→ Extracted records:
════

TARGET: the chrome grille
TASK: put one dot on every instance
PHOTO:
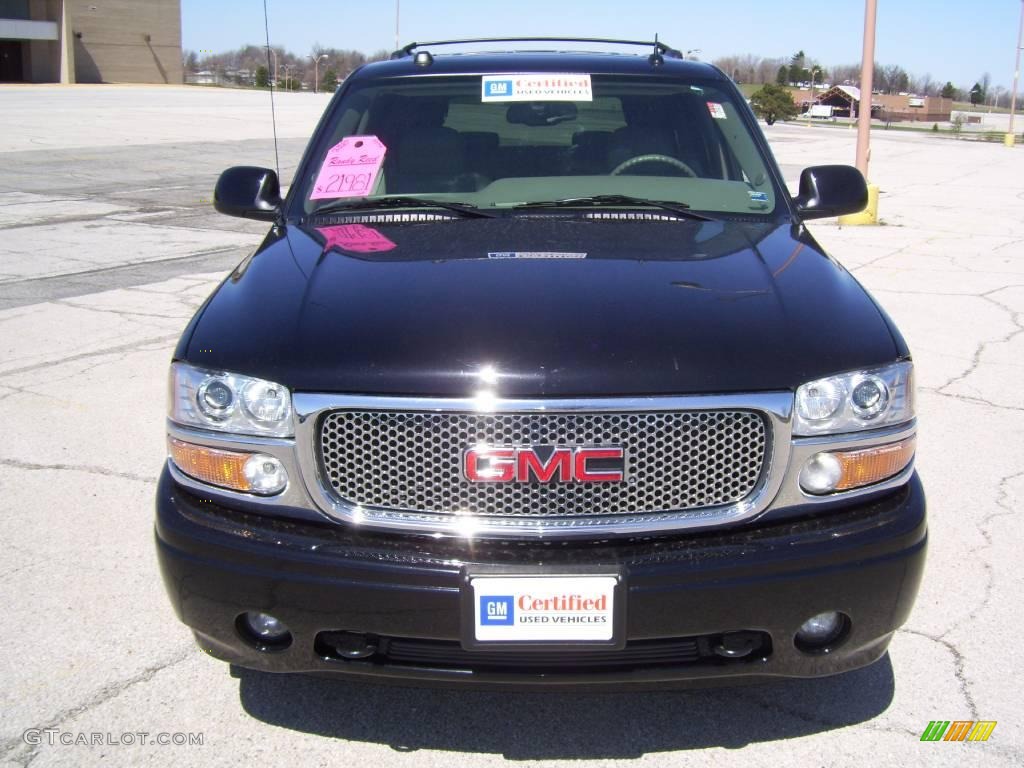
(411, 461)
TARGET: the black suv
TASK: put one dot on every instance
(539, 378)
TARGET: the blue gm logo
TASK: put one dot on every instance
(497, 88)
(497, 611)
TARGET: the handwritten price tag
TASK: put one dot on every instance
(350, 168)
(354, 238)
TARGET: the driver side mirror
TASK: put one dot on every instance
(248, 192)
(827, 190)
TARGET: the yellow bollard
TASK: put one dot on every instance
(869, 215)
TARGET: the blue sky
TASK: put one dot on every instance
(950, 40)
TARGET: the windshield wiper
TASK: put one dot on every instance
(364, 204)
(680, 209)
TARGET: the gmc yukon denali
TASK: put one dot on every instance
(539, 379)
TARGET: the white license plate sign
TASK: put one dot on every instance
(544, 608)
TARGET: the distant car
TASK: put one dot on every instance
(538, 378)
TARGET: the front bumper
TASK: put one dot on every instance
(864, 560)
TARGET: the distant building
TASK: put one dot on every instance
(845, 100)
(90, 41)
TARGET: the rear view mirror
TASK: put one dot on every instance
(539, 114)
(827, 190)
(248, 192)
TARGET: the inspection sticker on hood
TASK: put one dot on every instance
(535, 255)
(550, 87)
(716, 111)
(356, 238)
(350, 168)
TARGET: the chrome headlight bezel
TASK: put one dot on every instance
(189, 406)
(895, 403)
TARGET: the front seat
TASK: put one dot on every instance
(429, 157)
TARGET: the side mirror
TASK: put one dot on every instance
(827, 190)
(248, 192)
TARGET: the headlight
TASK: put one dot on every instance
(229, 402)
(850, 402)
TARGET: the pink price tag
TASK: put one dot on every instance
(350, 168)
(355, 238)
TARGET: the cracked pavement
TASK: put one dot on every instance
(98, 278)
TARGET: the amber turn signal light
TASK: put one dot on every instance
(223, 468)
(250, 473)
(844, 470)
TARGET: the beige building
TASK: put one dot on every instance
(90, 41)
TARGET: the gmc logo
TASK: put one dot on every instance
(544, 464)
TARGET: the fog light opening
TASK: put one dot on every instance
(263, 631)
(822, 633)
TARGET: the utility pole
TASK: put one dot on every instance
(1009, 138)
(866, 88)
(870, 214)
(316, 60)
(275, 62)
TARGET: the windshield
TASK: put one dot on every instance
(459, 139)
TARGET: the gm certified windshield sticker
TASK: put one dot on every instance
(537, 88)
(350, 168)
(535, 255)
(716, 111)
(354, 238)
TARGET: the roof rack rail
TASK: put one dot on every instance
(657, 46)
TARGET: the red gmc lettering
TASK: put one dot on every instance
(500, 465)
(585, 475)
(525, 465)
(560, 462)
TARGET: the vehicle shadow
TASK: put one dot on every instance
(565, 725)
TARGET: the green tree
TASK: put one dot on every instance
(773, 102)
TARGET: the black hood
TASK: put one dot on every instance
(555, 306)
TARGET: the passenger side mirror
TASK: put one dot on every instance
(248, 192)
(827, 190)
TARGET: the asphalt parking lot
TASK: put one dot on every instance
(109, 243)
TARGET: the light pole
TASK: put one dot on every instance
(274, 62)
(1009, 139)
(316, 60)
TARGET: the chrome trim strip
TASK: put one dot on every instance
(776, 408)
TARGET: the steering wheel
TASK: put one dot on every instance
(664, 159)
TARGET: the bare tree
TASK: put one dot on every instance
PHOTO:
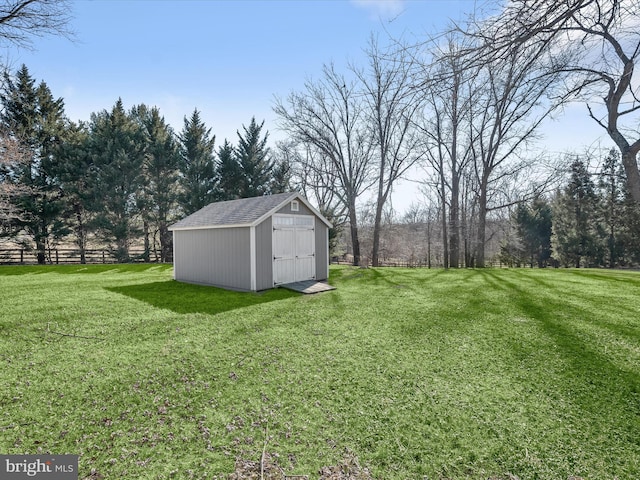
(391, 106)
(448, 88)
(21, 20)
(327, 117)
(595, 45)
(509, 110)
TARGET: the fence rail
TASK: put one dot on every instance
(57, 256)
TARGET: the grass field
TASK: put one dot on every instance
(469, 374)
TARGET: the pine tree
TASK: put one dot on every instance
(577, 232)
(253, 157)
(118, 149)
(75, 166)
(534, 226)
(229, 173)
(198, 166)
(161, 174)
(281, 176)
(612, 185)
(35, 120)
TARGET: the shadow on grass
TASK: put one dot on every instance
(592, 379)
(186, 298)
(78, 269)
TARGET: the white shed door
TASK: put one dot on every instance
(294, 248)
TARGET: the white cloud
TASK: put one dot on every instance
(381, 9)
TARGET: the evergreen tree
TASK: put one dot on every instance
(252, 155)
(281, 176)
(229, 173)
(577, 233)
(35, 120)
(198, 167)
(118, 150)
(534, 226)
(161, 173)
(76, 169)
(612, 186)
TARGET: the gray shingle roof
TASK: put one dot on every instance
(244, 211)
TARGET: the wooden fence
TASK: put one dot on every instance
(57, 256)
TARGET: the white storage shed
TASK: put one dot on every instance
(252, 243)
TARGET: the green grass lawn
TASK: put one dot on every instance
(434, 374)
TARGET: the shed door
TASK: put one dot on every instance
(294, 249)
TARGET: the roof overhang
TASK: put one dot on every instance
(259, 220)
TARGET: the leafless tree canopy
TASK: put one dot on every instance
(594, 44)
(21, 20)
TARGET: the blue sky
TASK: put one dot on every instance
(226, 58)
(229, 58)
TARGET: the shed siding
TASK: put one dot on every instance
(303, 210)
(322, 254)
(264, 255)
(217, 257)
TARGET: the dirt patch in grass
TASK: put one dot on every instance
(267, 468)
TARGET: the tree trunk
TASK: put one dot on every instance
(376, 227)
(630, 162)
(81, 234)
(165, 243)
(353, 225)
(40, 252)
(146, 255)
(445, 235)
(482, 223)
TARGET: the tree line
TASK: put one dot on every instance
(459, 112)
(591, 221)
(119, 179)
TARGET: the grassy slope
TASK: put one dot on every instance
(458, 374)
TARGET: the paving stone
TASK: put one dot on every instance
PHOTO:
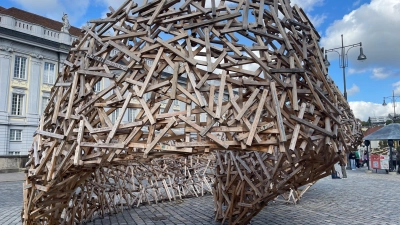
(361, 199)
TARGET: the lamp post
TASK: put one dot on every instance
(393, 97)
(343, 59)
(367, 143)
(391, 166)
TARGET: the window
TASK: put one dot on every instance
(20, 67)
(15, 135)
(97, 86)
(45, 100)
(17, 104)
(131, 115)
(49, 73)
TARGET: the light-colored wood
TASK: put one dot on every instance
(237, 92)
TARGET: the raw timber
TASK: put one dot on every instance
(253, 89)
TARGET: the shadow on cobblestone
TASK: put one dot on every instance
(361, 199)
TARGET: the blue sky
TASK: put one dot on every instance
(375, 23)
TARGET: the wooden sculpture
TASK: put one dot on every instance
(252, 87)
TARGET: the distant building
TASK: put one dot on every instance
(32, 50)
(374, 144)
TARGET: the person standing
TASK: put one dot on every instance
(343, 163)
(357, 159)
(394, 160)
(352, 157)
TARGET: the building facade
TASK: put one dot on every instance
(32, 49)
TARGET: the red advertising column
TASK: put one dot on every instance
(375, 161)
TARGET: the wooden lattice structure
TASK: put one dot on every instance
(251, 82)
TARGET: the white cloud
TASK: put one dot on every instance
(383, 73)
(377, 26)
(54, 9)
(353, 90)
(307, 5)
(362, 110)
(356, 3)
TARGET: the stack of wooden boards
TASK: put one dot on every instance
(252, 85)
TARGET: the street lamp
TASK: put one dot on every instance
(367, 143)
(393, 97)
(343, 60)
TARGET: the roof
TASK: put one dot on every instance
(391, 131)
(36, 19)
(371, 130)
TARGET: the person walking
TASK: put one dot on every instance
(394, 159)
(352, 157)
(357, 159)
(343, 163)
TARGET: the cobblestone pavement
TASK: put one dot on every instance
(361, 199)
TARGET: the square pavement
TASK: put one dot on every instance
(363, 198)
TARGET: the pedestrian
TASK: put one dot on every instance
(357, 159)
(352, 157)
(398, 162)
(343, 163)
(394, 160)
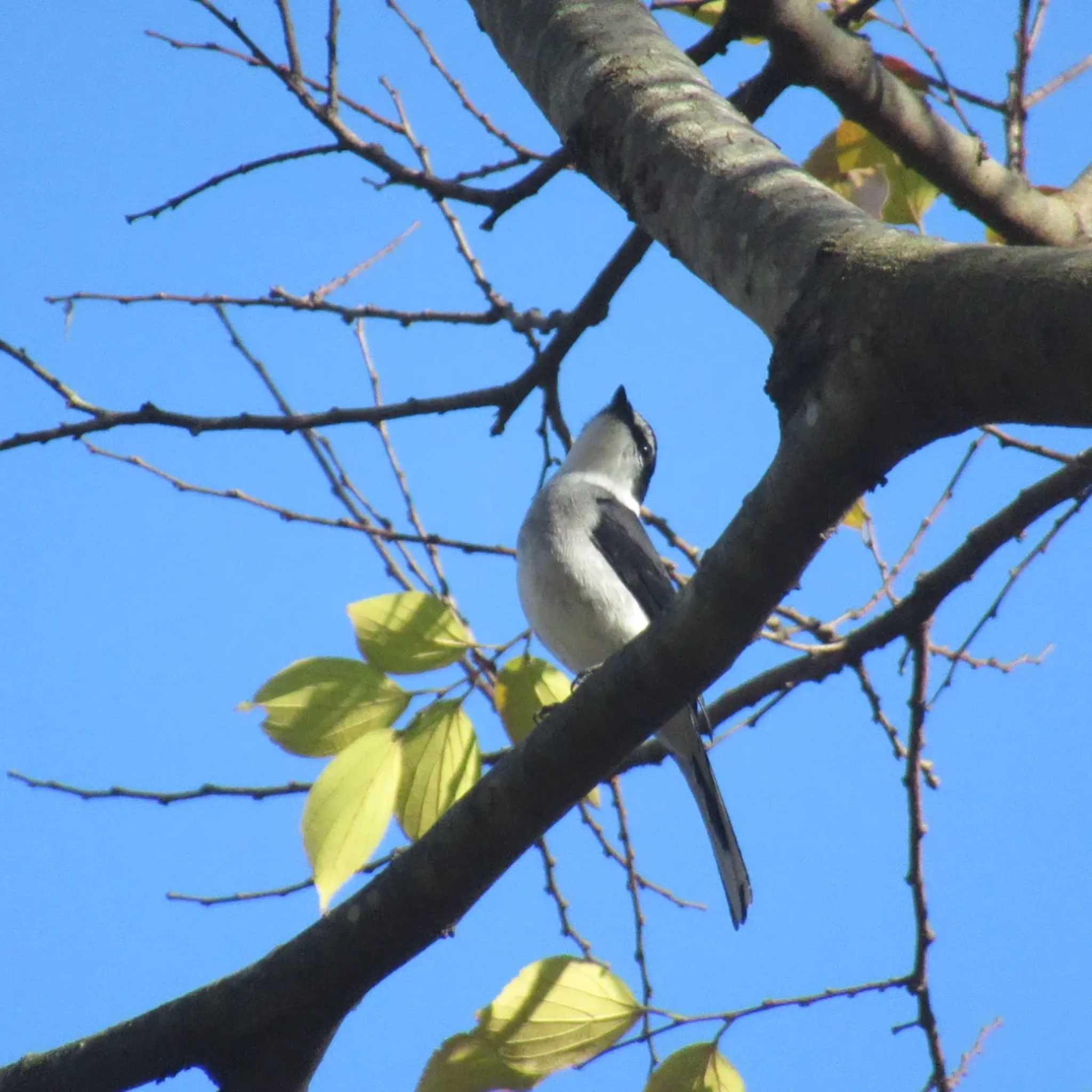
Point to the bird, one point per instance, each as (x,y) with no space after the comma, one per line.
(590,580)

════

→ Instructions to follow: Give every line of the records above again, exactly, and omit the pictures.

→ Problem solution:
TARGET: the chrome grille
TASK: put one dot on every instance
PHOTO:
(411, 461)
TARGET: the black suv
TASK: put one dot on every instance
(539, 378)
TARGET: the blue gm logo
TASK: put one dot on every instance
(497, 88)
(497, 611)
TARGET: the handwritten price tag
TASK: put one dot on every instance
(350, 168)
(354, 238)
TARGET: the driver side mirror
TASK: put one dot on every instance
(248, 192)
(827, 190)
TARGET: the yellow bollard
TASK: put one dot on every instance
(869, 215)
TARGET: the blue sky
TASK: put one dot on every instance
(950, 40)
TARGET: the windshield wiper
TASK: put one dot on every instance
(364, 204)
(680, 209)
TARGET: the gmc yukon denali
TASK: put one dot on every instance
(539, 379)
TARGET: the white license plate sign
TASK: put one dot on every instance
(544, 608)
TARGET: the distant car
TASK: put one dot on every instance
(538, 378)
TARGET: the front bumper
TASK: put one dot on every instance
(864, 560)
TARGET: the distant building
TASK: put one dot on every instance
(845, 100)
(90, 41)
TARGET: the rear view mirror
TASK: put one dot on every instance
(539, 114)
(827, 190)
(248, 192)
TARGET: the inspection sticker on hood
TASK: put one dot on every instance
(535, 255)
(550, 87)
(716, 111)
(356, 238)
(350, 168)
TARGET: the chrome headlight bezel
TASK: put one dot on every instance
(189, 406)
(895, 403)
TARGET: the front seat
TASK: put one dot on every instance
(429, 157)
TARGET: the side mirror
TASK: put one dot on every instance
(827, 190)
(248, 192)
TARGET: the headlight
TASK: put one dot on every instance
(229, 402)
(850, 402)
TARGET: the pink price tag
TASK: put one dot on every instance
(350, 168)
(355, 238)
TARGET: the cracked pavement
TASK: put one dot on every instance
(98, 278)
TARGET: the amber turn signal light
TASK: put one dot on every instance
(223, 468)
(250, 473)
(844, 470)
TARGET: the beige building
TASK: put one dot on every instance
(90, 41)
TARGET: the gmc logo
TASK: put one dot on every instance
(544, 464)
TARGET: the fog light opening
TASK: put one dot on every instance
(263, 631)
(822, 633)
TARGET: the utility pole
TASK: put one dot on every instance
(1009, 138)
(866, 88)
(870, 214)
(316, 60)
(275, 62)
TARGET: the windshield
TASK: put one dot on every instance
(459, 139)
TARGET: the gm certified windshield sticker
TASK: put one dot on every instance
(537, 88)
(350, 168)
(535, 255)
(716, 111)
(354, 238)
TARGET: the roof rack rail
TASK: put one dot on every instance
(657, 46)
TARGET: the red gmc lettering
TASK: put one dot on every instance
(500, 465)
(585, 475)
(525, 465)
(560, 462)
TARGET: the vehicle shadow
TASK: put one dot on every instance
(565, 725)
TARGET: the green tree
TASK: put one dot on every instance
(773, 102)
TARGET: the black hood
TASK: put one dot on every instance
(555, 306)
TARGET: the passenger side mirror
TASK: put one dot on every instance
(248, 192)
(827, 190)
TARGET: the asphalt parking lot
TASK: put one dot on every instance
(109, 243)
TARGET: the light pole
TASK: put one dot on every instance
(274, 62)
(1009, 139)
(316, 60)
TARGET: the chrome trim strip
TASK: put one dot on every instance
(776, 408)
TARGET: the steering wheel
TASK: put one dot on every instance
(664, 159)
TARGET: the bare tree
TASK: put one dot on every instance
PHOTO:
(391, 106)
(448, 88)
(21, 20)
(327, 117)
(595, 45)
(509, 110)
TARGET: the fence rail
TASK: put one dot on every instance
(57, 256)
TARGET: the grass field
TASK: put one dot on every instance
(469, 374)
TARGET: the pine tree
TASK: put one dot on every instance
(577, 232)
(253, 157)
(118, 149)
(75, 166)
(534, 226)
(229, 173)
(198, 166)
(161, 174)
(281, 176)
(612, 185)
(35, 120)
TARGET: the shadow on grass
TASK: put one dot on every instance
(592, 379)
(186, 298)
(78, 269)
TARGET: the white shed door
TASK: put one dot on every instance
(294, 248)
TARGET: the white cloud
TASK: put one dot on every instance
(381, 9)
TARGET: the evergreen tree
TASK: put one dot on every instance
(252, 155)
(281, 176)
(229, 173)
(577, 233)
(35, 120)
(198, 167)
(118, 150)
(534, 226)
(161, 173)
(76, 169)
(612, 186)
TARGET: the gray shingle roof
TASK: put one dot on every instance
(244, 211)
TARGET: the wooden fence
TASK: put one dot on every instance
(57, 256)
TARGET: the white storage shed
TASK: put one dot on every instance
(252, 243)
TARGET: the green grass lawn
TASK: put one dot on every instance
(434, 374)
TARGET: the shed door
TASK: put one dot on every instance
(294, 249)
TARGET: the roof overhang
TASK: put one dot on every instance
(259, 220)
TARGET: the leafless tree canopy
TASK: put one dot on every instance
(594, 44)
(21, 20)
TARGET: the blue sky
TASK: put one dot on every instance
(226, 58)
(229, 58)
TARGET: the shed siding
TASK: put one dot on every instance
(303, 210)
(322, 254)
(264, 255)
(217, 257)
TARGET: the dirt patch in grass
TASK: put one dot on every instance
(267, 468)
TARGET: the tree trunk
TASK: put one dot on every instance
(376, 227)
(630, 162)
(81, 234)
(165, 243)
(353, 225)
(40, 252)
(146, 255)
(445, 235)
(482, 223)
TARGET: the tree line
TASK: put one dot on every instance
(459, 112)
(591, 221)
(119, 179)
TARGET: the grassy slope
TASK: put one dot on every instance
(458, 374)
TARGET: the paving stone
TASK: put one dot on every instance
PHOTO:
(361, 199)
TARGET: the lamp post
TASK: put one dot on every instance
(393, 97)
(343, 59)
(367, 143)
(391, 166)
TARGET: the window
TASK: put one dot on every instance
(20, 67)
(15, 135)
(97, 86)
(45, 100)
(17, 104)
(131, 115)
(49, 73)
TARGET: the light-colored wood
TASK: put one dot on every instance
(237, 92)
TARGET: the raw timber
TASK: put one dot on every instance
(253, 89)
TARGET: the shadow on cobblestone
TASK: put one dot on every instance
(361, 199)
TARGET: the blue sky
TASK: put one dot on every instance
(375, 23)
TARGET: the wooden sculpture
TASK: put one dot on every instance
(252, 87)
TARGET: the distant building
TASK: put one dot on every instance
(32, 50)
(374, 144)
TARGET: the person standing
TASK: put one dot on every instance
(343, 163)
(357, 159)
(394, 160)
(352, 157)
TARGET: the building facade
TASK: put one dot on every instance
(32, 49)
TARGET: the red advertising column
TASK: put one dot on every instance
(375, 161)
TARGET: the wooden lattice structure
TASK: put one dot on every instance
(251, 82)
TARGET: the white cloud
TASK: put one dot on every instance
(383, 73)
(377, 26)
(54, 9)
(353, 90)
(307, 5)
(362, 110)
(356, 3)
TARGET: the stack of wooden boards
TASK: put one dot on every instance
(252, 85)
TARGET: the street lamp
TASK: put one dot on every instance
(367, 143)
(393, 97)
(343, 60)
TARGET: the roof
TASK: put one dot on every instance
(391, 131)
(36, 19)
(371, 130)
TARGET: the person walking
TASK: put one dot on every instance
(394, 159)
(352, 157)
(357, 159)
(343, 163)
TARGET: the cobblestone pavement
TASK: put one dot on every instance
(361, 199)
TARGET: the square pavement
TASK: put one dot on every instance
(363, 198)
TARGET: the pedestrian
TASK: put one dot on every instance
(357, 159)
(352, 157)
(398, 162)
(343, 163)
(394, 160)
Point to the bird, one point per instance, each as (x,y) with no space after the comma, one per line.
(590,580)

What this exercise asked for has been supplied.